Stored items
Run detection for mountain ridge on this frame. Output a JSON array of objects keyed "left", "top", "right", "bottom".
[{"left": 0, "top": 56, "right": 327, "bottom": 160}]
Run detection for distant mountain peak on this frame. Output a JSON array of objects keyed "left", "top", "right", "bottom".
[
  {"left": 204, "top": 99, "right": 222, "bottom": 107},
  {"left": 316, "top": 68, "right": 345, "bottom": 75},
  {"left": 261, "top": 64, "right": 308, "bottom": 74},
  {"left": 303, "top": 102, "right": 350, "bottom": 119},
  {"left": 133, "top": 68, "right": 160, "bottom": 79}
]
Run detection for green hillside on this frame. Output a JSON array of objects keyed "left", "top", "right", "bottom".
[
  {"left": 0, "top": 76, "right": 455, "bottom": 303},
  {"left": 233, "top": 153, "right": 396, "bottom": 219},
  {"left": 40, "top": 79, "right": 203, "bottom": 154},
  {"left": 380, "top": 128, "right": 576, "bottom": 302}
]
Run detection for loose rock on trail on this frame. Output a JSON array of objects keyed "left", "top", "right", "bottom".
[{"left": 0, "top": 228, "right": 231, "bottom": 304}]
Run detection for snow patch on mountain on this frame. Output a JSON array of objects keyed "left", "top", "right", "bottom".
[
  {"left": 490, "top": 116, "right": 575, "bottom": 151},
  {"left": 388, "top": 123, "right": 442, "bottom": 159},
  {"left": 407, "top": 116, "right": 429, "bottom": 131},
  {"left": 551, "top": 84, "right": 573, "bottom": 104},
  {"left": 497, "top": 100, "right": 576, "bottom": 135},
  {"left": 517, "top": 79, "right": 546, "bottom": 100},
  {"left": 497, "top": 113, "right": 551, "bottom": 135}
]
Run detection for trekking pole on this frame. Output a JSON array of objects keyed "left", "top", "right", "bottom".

Aim of the task: Restate the records from above exactly as they read.

Solution to this exercise:
Run detection for mountain ridge on this frame. Output a JSON array of objects keyed "left", "top", "right", "bottom".
[{"left": 0, "top": 56, "right": 327, "bottom": 160}]
Run detection for distant mountain peak on this frame. Output a JSON array of objects keyed "left", "top", "right", "bottom".
[
  {"left": 204, "top": 99, "right": 222, "bottom": 107},
  {"left": 316, "top": 68, "right": 345, "bottom": 75},
  {"left": 261, "top": 64, "right": 308, "bottom": 74},
  {"left": 303, "top": 102, "right": 350, "bottom": 119},
  {"left": 133, "top": 68, "right": 160, "bottom": 79}
]
Run detection for green hillside on this frame. Output a JSON array of objects keyed "left", "top", "right", "bottom".
[
  {"left": 0, "top": 76, "right": 455, "bottom": 303},
  {"left": 233, "top": 153, "right": 396, "bottom": 219},
  {"left": 40, "top": 79, "right": 203, "bottom": 154},
  {"left": 380, "top": 128, "right": 576, "bottom": 302}
]
Run detection for loose rock on trail on this frame. Output a JSON array of objects keyed "left", "top", "right", "bottom".
[{"left": 0, "top": 228, "right": 231, "bottom": 304}]
Run detection for snow patch on mountain on this frame. Output a JSON array of objects keyed "left", "top", "right", "bottom".
[
  {"left": 490, "top": 116, "right": 575, "bottom": 151},
  {"left": 388, "top": 123, "right": 442, "bottom": 159},
  {"left": 407, "top": 116, "right": 429, "bottom": 131},
  {"left": 551, "top": 84, "right": 573, "bottom": 104},
  {"left": 497, "top": 100, "right": 576, "bottom": 135},
  {"left": 517, "top": 79, "right": 546, "bottom": 100},
  {"left": 497, "top": 113, "right": 551, "bottom": 135}
]
Run detection for trekking pole on this frame. Output a JSON array of objects keyed "left", "top", "right", "bottom".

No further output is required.